## INSTRUCTIONS TO FOLLOW:
The lines to find are those in the entries that hold the word "archway"; copy every one of them.

Point-per-instance localization data
::::::::

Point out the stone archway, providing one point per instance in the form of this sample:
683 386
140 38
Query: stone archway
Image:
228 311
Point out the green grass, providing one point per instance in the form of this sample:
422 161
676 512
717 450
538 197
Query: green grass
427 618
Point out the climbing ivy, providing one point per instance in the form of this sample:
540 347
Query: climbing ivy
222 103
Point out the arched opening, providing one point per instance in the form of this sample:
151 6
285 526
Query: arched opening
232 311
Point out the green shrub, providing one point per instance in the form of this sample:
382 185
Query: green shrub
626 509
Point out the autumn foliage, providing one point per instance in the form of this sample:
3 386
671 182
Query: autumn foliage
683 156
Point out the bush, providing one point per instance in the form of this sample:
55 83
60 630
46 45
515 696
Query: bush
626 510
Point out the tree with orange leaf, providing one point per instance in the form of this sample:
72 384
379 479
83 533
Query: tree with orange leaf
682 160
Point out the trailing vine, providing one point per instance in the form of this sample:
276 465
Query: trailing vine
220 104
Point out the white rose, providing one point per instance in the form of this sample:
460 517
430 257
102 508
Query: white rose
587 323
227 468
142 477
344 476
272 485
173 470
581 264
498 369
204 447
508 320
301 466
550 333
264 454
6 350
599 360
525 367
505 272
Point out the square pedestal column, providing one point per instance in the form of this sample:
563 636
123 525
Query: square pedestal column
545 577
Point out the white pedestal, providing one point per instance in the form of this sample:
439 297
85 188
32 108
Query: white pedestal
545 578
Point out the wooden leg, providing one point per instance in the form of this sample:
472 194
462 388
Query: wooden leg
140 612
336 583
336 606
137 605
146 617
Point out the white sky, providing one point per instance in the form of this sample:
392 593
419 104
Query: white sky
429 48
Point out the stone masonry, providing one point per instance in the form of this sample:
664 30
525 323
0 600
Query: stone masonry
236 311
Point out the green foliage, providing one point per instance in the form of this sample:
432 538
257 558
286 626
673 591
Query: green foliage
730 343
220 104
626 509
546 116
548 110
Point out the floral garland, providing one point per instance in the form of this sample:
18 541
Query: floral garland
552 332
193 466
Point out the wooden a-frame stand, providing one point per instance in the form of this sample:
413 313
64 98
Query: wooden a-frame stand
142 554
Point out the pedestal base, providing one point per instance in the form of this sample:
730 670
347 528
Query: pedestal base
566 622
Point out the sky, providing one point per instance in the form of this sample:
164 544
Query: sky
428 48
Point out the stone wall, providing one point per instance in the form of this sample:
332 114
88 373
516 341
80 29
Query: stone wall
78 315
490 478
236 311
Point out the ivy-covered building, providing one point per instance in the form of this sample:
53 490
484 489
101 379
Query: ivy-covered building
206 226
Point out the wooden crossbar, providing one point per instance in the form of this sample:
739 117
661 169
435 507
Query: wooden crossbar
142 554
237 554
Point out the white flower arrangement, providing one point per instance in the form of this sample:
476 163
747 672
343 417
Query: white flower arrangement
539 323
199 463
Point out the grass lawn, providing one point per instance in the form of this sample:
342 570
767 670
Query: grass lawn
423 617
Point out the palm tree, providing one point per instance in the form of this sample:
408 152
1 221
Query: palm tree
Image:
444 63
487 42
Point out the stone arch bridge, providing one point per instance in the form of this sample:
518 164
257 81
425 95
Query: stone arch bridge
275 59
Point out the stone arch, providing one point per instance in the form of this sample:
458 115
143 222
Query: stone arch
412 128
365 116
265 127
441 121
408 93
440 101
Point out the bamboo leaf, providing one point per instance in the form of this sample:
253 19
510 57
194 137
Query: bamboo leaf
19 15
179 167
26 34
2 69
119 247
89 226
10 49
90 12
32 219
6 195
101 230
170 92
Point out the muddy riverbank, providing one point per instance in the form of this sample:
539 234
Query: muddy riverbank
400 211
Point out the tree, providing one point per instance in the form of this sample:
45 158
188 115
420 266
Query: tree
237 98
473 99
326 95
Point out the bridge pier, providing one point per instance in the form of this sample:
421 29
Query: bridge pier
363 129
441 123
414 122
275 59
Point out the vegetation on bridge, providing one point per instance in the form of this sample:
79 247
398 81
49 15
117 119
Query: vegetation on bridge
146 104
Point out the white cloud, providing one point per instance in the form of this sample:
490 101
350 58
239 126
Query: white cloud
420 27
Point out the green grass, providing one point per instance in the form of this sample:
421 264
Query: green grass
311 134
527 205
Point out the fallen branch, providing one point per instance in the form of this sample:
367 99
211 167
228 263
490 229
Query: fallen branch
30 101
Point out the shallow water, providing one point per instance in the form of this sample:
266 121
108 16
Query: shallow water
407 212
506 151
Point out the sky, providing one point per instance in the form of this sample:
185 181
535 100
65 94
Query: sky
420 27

::::::::

## ANSWER BELOW:
Point out the stone archway, providing one point per instance in the form of this sample:
Query: stone archway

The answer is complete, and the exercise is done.